Task goal — Bring together all lines from the listing below that contain the string "beige".

Supplied records —
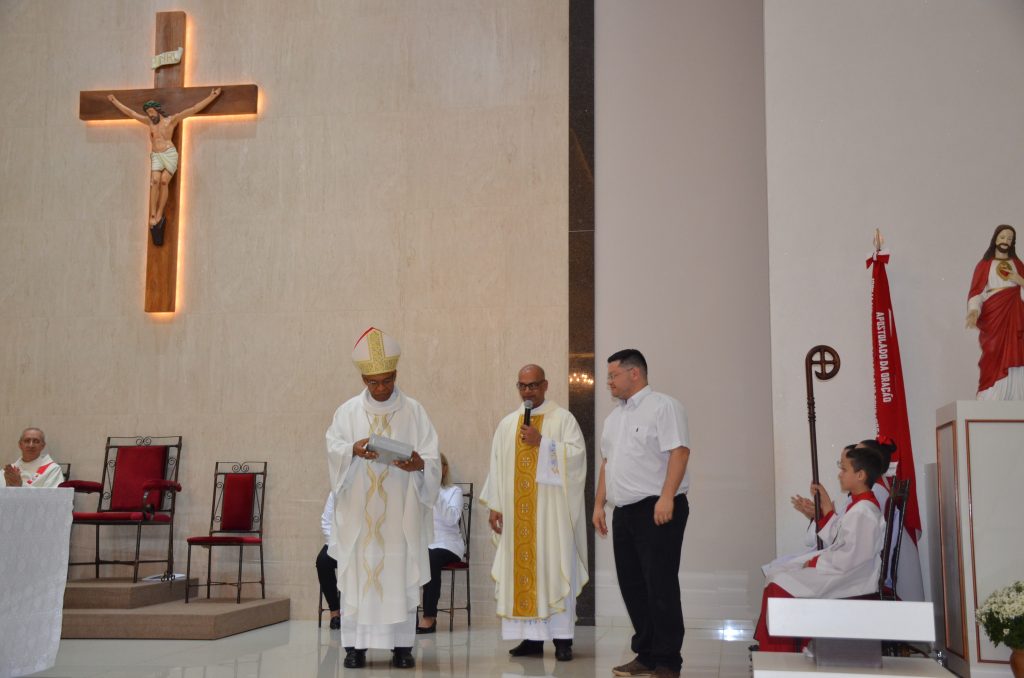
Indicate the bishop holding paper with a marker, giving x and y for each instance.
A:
(383, 518)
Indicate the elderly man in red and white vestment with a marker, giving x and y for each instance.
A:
(994, 306)
(34, 469)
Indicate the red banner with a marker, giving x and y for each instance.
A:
(890, 398)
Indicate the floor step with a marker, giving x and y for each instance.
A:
(121, 593)
(204, 619)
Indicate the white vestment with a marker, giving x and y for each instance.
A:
(383, 520)
(561, 528)
(848, 566)
(42, 472)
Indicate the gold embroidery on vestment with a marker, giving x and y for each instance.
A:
(524, 524)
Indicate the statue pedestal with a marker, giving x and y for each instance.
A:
(979, 530)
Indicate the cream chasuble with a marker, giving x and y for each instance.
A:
(541, 561)
(383, 518)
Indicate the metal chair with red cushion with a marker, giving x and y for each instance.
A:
(138, 488)
(236, 519)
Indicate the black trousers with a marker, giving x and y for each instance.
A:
(327, 573)
(647, 565)
(432, 589)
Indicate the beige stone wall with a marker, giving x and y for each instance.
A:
(407, 169)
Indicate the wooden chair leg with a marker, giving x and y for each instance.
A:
(170, 552)
(138, 544)
(188, 575)
(451, 602)
(238, 598)
(97, 551)
(262, 576)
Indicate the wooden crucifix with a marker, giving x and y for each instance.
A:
(178, 101)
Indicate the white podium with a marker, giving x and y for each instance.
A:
(35, 533)
(980, 532)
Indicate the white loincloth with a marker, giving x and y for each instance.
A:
(165, 160)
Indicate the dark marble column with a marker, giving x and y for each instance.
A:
(581, 264)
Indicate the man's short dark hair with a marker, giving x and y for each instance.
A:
(885, 450)
(868, 460)
(630, 357)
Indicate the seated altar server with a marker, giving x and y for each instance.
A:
(849, 563)
(446, 548)
(383, 516)
(34, 469)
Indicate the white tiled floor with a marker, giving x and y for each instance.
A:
(299, 648)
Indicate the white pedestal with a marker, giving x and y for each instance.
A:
(35, 532)
(980, 475)
(793, 665)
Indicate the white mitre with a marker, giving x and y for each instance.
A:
(376, 352)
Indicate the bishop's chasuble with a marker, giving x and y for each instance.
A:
(383, 519)
(541, 561)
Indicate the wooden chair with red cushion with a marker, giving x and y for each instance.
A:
(465, 526)
(138, 489)
(236, 519)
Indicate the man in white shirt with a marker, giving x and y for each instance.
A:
(645, 445)
(34, 469)
(535, 491)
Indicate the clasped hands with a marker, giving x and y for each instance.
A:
(806, 506)
(414, 463)
(12, 476)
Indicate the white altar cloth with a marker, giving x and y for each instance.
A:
(35, 534)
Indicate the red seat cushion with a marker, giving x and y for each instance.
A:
(222, 541)
(133, 468)
(237, 511)
(104, 516)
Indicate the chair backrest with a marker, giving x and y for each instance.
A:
(131, 462)
(466, 521)
(238, 498)
(893, 539)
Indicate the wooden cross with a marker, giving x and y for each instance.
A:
(169, 89)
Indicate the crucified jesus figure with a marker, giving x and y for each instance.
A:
(163, 155)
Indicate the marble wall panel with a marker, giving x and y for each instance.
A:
(406, 170)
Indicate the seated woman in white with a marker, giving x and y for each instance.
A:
(448, 546)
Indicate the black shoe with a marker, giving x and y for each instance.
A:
(354, 659)
(157, 231)
(401, 658)
(527, 648)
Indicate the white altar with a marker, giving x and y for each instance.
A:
(35, 533)
(979, 531)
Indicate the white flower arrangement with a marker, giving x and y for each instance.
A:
(1003, 616)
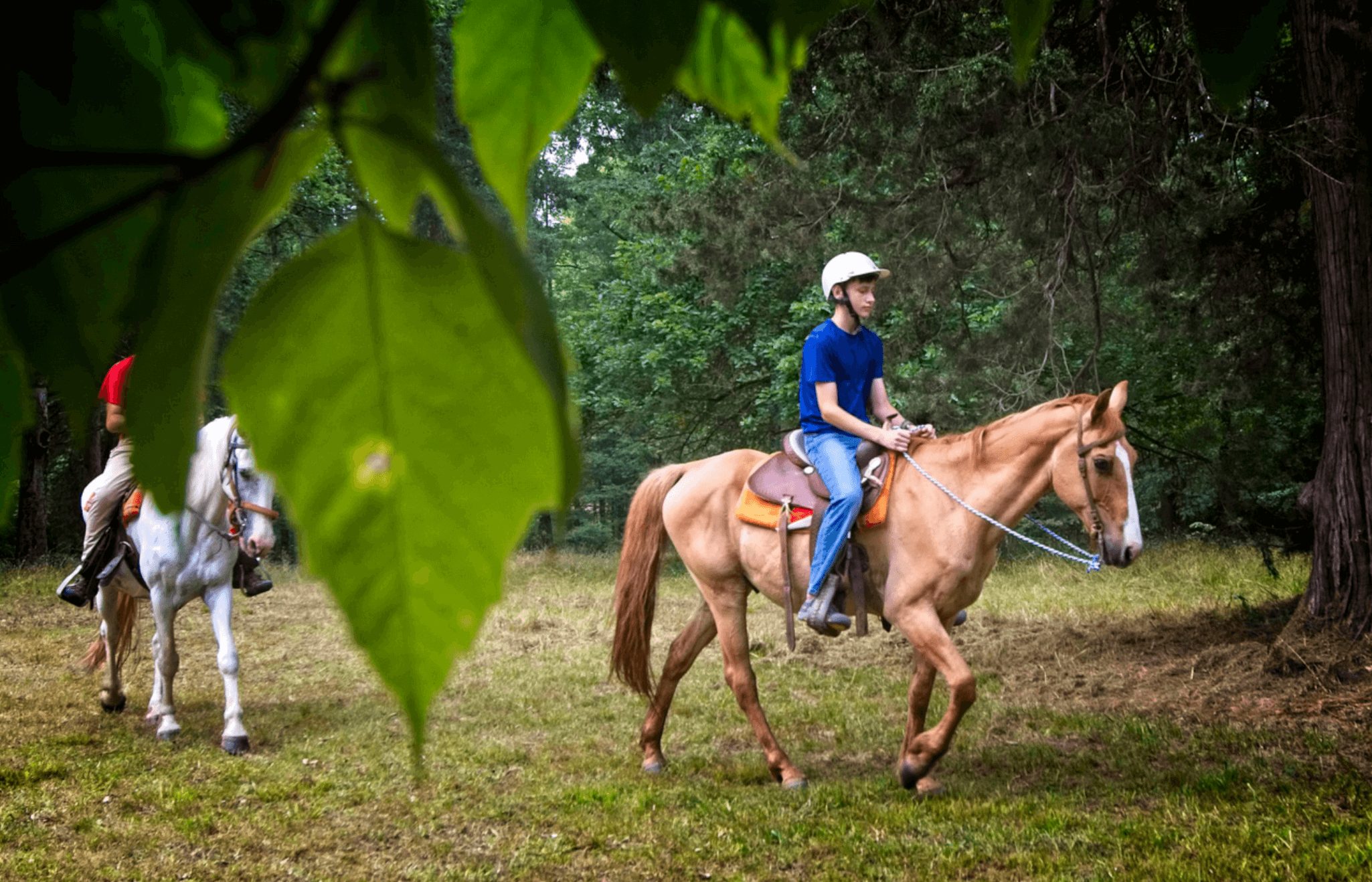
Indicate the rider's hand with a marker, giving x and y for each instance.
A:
(895, 439)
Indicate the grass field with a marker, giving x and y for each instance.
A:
(1124, 730)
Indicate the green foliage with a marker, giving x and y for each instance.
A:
(388, 445)
(161, 141)
(1028, 18)
(15, 414)
(1235, 44)
(199, 238)
(522, 68)
(1045, 239)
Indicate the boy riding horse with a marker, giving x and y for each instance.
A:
(103, 507)
(840, 383)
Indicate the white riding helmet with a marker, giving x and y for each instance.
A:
(848, 265)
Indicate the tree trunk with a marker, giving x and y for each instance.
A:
(32, 527)
(1334, 43)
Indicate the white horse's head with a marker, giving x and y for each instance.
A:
(250, 493)
(226, 476)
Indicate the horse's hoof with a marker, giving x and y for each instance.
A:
(910, 776)
(929, 788)
(236, 745)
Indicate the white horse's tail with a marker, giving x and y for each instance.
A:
(128, 607)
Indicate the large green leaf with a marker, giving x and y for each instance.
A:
(1028, 18)
(645, 43)
(727, 69)
(409, 432)
(15, 415)
(522, 68)
(796, 18)
(396, 163)
(203, 230)
(1235, 43)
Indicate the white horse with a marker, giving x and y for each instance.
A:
(228, 504)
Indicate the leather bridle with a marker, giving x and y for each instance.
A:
(236, 504)
(1083, 449)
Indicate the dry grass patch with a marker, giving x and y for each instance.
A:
(1120, 733)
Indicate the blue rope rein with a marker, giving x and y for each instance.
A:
(1092, 561)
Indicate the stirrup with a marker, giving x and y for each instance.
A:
(818, 611)
(73, 589)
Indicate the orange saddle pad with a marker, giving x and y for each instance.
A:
(132, 505)
(754, 509)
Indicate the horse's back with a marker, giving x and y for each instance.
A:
(699, 512)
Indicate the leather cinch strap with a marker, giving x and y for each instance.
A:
(782, 530)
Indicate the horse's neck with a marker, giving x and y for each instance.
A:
(1010, 472)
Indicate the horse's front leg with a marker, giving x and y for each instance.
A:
(112, 691)
(922, 749)
(167, 660)
(220, 600)
(151, 718)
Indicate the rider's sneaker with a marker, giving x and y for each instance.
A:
(833, 624)
(256, 582)
(73, 589)
(248, 576)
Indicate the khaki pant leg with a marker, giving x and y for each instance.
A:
(118, 482)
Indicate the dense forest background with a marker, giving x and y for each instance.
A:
(1105, 222)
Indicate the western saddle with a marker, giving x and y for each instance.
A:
(790, 480)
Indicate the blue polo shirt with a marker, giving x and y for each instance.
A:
(851, 361)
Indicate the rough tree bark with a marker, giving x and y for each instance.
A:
(1334, 41)
(32, 525)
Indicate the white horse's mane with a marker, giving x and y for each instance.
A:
(211, 449)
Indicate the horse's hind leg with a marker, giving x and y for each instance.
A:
(112, 691)
(695, 637)
(168, 662)
(220, 600)
(922, 749)
(730, 608)
(921, 687)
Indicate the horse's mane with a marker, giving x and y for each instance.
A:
(211, 449)
(977, 438)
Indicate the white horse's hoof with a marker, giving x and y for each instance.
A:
(235, 743)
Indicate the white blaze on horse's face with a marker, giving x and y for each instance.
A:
(1132, 530)
(257, 489)
(1112, 484)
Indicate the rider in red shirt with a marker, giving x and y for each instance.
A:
(107, 497)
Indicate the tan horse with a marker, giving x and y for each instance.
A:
(928, 561)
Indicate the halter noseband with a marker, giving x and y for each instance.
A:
(236, 504)
(1083, 449)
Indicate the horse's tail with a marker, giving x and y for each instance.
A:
(128, 607)
(636, 584)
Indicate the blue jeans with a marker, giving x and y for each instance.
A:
(835, 456)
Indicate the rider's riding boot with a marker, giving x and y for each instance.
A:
(248, 576)
(78, 588)
(818, 611)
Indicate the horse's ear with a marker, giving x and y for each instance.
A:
(1120, 395)
(1101, 406)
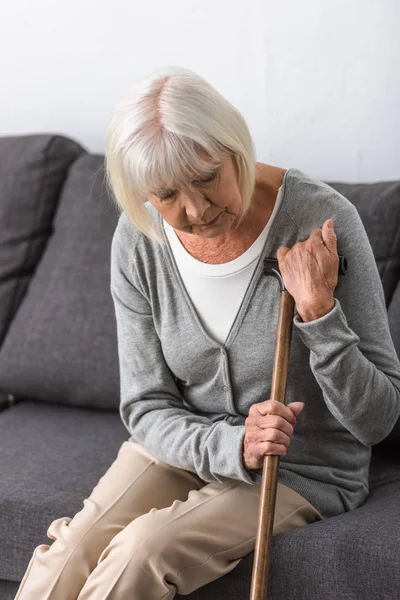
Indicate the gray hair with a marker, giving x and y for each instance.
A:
(171, 125)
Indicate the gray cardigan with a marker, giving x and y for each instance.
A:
(185, 397)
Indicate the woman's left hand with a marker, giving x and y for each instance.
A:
(310, 272)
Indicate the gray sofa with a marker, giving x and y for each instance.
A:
(60, 427)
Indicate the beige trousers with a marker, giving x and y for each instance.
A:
(149, 530)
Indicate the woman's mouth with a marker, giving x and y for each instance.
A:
(210, 223)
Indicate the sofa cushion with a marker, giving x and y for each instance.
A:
(62, 346)
(379, 207)
(51, 460)
(32, 172)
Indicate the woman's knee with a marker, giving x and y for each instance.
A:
(145, 539)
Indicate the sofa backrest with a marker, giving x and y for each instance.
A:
(59, 340)
(32, 172)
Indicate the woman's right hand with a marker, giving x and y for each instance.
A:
(268, 428)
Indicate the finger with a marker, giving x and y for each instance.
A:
(329, 235)
(282, 251)
(273, 407)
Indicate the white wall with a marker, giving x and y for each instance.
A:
(318, 81)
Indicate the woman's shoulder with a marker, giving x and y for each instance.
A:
(308, 198)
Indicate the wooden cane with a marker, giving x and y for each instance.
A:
(269, 481)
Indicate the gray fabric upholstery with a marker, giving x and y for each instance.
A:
(43, 477)
(62, 346)
(379, 207)
(32, 172)
(60, 358)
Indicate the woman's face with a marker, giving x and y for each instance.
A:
(207, 207)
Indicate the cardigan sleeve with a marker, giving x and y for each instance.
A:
(352, 355)
(151, 406)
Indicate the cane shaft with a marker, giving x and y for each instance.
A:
(269, 482)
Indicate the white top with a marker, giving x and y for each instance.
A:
(217, 291)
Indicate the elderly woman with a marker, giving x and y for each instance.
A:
(196, 321)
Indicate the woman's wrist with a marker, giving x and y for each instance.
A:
(312, 311)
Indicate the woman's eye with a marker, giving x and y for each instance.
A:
(168, 197)
(208, 179)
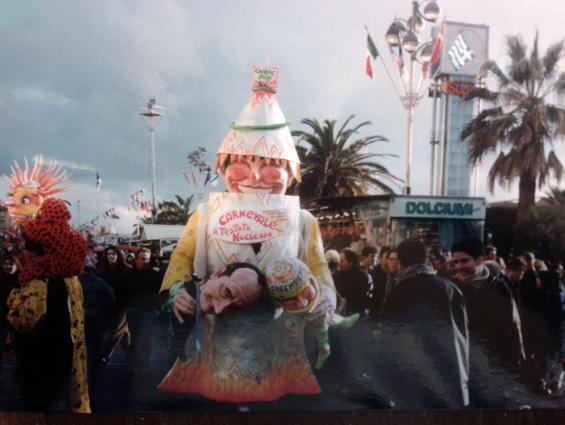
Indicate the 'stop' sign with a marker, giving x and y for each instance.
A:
(431, 207)
(464, 50)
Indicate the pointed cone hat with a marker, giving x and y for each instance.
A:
(261, 129)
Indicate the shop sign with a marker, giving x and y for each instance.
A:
(449, 208)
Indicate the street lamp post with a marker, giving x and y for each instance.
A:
(405, 33)
(149, 116)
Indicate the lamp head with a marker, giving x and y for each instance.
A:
(431, 11)
(410, 42)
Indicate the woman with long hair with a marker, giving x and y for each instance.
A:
(113, 268)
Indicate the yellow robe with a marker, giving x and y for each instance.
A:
(27, 307)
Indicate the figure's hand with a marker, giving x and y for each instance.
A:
(183, 304)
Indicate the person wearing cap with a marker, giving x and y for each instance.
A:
(48, 312)
(496, 350)
(422, 347)
(253, 222)
(292, 285)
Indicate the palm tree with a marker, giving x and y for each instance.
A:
(335, 165)
(171, 212)
(521, 123)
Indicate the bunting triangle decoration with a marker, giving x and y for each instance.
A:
(438, 44)
(372, 54)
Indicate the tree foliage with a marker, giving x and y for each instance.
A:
(520, 125)
(335, 163)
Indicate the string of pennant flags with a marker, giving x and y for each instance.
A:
(397, 54)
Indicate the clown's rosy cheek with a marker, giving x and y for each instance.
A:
(271, 173)
(237, 171)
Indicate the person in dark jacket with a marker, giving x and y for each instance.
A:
(379, 274)
(422, 339)
(99, 308)
(352, 283)
(144, 303)
(113, 269)
(496, 350)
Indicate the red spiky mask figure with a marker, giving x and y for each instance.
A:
(30, 187)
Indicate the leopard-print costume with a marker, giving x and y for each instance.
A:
(26, 312)
(64, 248)
(64, 251)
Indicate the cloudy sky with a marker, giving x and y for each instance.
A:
(75, 75)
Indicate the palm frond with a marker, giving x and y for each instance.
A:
(515, 48)
(552, 57)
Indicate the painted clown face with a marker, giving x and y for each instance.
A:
(255, 175)
(23, 203)
(240, 289)
(302, 300)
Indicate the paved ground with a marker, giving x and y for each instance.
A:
(118, 390)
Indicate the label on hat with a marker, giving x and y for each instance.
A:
(265, 78)
(244, 220)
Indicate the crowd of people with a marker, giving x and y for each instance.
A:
(492, 328)
(437, 329)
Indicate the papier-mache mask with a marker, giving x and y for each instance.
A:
(261, 130)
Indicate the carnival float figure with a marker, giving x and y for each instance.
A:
(244, 354)
(48, 312)
(29, 188)
(299, 293)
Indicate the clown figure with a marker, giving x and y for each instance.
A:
(254, 222)
(292, 285)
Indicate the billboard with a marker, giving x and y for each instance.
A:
(464, 50)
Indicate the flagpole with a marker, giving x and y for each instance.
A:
(396, 89)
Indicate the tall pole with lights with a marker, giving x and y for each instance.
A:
(149, 115)
(404, 34)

Output —
Indicate the beige stone wall with a marker, giving x and y for each instance.
Indicate the beige trousers with a marker, giving x and y for each instance.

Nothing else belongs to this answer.